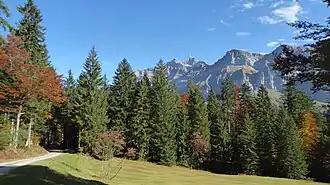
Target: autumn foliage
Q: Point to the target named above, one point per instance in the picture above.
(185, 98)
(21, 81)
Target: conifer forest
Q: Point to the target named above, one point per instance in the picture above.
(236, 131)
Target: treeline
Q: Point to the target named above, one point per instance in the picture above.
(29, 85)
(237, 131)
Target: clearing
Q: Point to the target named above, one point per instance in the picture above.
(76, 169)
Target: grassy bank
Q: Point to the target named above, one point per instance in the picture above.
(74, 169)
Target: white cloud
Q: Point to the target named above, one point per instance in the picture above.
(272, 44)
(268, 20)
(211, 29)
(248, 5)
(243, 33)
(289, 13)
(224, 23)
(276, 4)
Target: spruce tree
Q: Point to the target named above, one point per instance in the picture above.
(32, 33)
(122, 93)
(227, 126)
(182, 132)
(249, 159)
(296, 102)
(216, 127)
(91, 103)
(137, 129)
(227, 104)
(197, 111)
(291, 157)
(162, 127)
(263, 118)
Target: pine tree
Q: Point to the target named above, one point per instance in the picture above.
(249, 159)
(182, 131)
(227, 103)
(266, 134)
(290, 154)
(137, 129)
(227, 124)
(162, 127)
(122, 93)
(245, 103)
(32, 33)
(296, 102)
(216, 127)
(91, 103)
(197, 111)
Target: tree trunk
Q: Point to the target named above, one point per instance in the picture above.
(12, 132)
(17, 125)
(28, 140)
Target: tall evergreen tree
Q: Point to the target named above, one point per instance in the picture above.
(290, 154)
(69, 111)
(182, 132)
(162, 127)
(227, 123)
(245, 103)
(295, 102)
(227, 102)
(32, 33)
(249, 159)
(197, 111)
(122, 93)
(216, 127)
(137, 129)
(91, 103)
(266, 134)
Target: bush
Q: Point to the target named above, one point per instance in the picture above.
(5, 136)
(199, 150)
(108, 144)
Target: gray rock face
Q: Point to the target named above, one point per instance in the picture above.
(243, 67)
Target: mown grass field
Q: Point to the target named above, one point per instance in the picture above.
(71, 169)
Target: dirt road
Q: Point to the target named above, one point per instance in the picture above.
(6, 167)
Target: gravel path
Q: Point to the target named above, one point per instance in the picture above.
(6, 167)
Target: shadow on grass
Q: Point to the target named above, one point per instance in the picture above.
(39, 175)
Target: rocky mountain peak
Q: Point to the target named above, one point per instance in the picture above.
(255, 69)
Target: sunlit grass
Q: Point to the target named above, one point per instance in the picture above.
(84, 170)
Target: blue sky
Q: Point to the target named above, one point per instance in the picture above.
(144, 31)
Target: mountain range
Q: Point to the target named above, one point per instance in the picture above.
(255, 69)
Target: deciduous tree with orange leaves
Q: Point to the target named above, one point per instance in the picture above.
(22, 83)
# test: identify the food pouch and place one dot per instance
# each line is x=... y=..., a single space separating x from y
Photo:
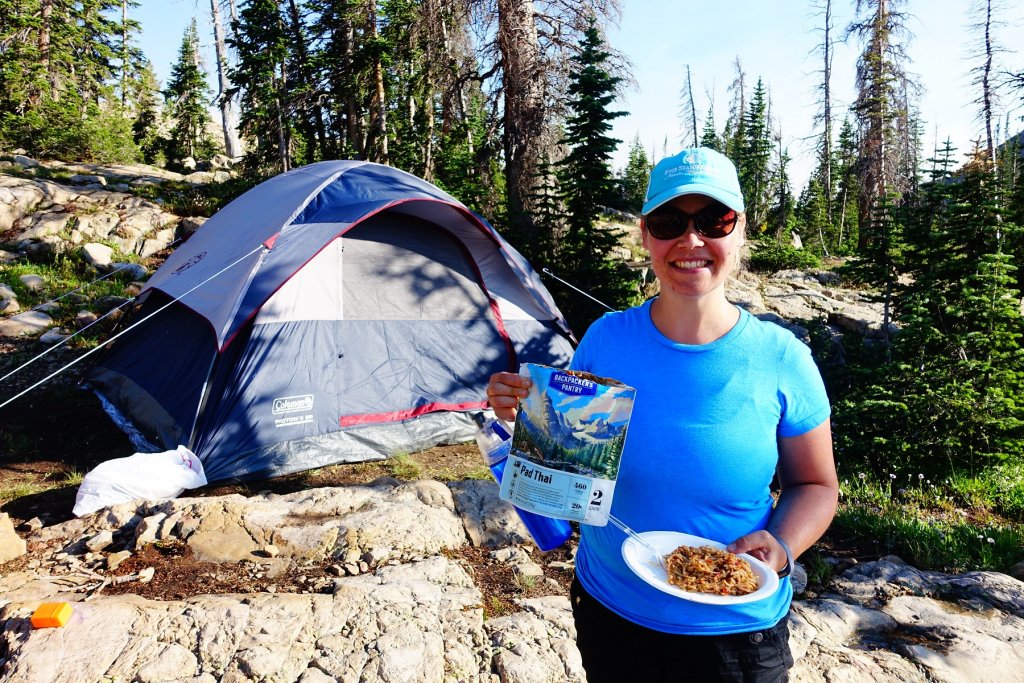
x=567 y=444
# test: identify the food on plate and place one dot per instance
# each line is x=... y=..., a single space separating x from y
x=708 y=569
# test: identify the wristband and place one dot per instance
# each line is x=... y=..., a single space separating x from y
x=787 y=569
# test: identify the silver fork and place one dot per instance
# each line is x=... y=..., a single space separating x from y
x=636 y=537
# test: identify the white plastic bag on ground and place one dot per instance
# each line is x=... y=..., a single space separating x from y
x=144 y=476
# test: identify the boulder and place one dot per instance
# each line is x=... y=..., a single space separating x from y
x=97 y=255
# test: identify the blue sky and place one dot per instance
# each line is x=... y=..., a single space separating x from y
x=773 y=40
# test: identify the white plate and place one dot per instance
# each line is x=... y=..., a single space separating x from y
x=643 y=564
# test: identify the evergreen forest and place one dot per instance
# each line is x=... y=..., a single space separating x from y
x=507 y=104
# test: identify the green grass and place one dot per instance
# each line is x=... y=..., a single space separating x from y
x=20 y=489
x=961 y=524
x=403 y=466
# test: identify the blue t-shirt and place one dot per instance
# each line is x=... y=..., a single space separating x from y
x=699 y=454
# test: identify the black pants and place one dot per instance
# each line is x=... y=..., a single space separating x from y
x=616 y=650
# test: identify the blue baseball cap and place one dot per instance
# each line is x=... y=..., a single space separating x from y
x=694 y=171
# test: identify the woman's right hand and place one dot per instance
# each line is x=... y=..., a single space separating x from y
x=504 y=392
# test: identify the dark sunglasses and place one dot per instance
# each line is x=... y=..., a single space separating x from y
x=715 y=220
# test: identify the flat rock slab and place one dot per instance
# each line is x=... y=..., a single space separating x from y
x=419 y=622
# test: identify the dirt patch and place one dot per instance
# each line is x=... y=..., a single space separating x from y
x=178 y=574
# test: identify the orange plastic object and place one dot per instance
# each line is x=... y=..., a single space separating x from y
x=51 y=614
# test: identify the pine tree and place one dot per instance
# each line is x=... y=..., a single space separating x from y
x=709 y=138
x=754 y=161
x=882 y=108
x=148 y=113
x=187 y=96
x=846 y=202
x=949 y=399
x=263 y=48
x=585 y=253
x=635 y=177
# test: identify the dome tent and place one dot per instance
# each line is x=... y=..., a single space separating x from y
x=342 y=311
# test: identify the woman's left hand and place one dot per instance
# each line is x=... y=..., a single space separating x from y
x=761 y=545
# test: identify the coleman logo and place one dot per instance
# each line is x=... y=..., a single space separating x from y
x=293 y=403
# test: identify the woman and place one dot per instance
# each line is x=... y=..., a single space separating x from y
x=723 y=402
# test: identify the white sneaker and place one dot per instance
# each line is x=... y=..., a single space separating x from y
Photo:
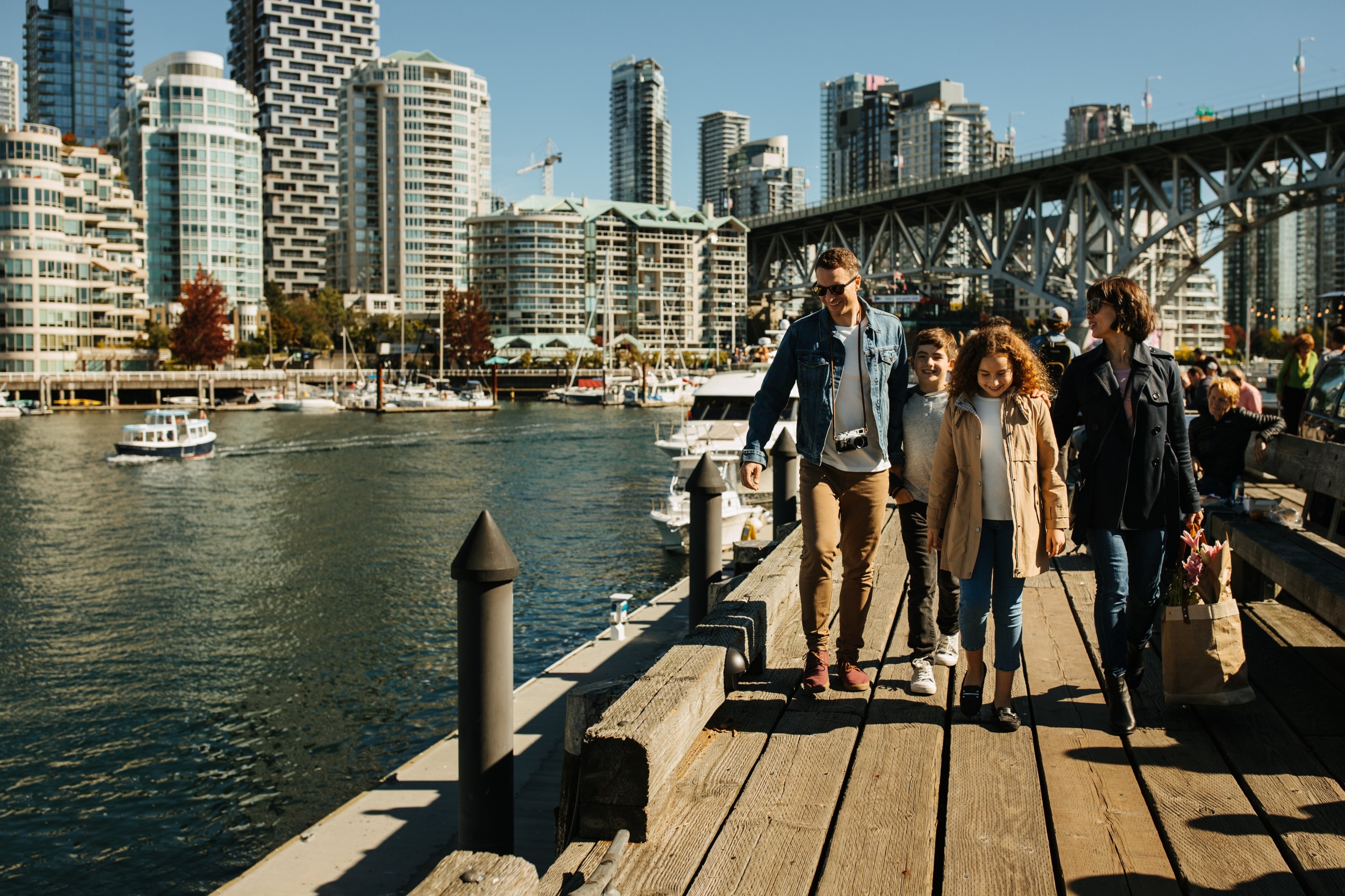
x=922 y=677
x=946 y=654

Problem statement
Return each line of the preceding material in which "plate" can be found.

Result
# test: identify the food on plate and place one dot per instance
# test: identify the white plate and place one dot per instance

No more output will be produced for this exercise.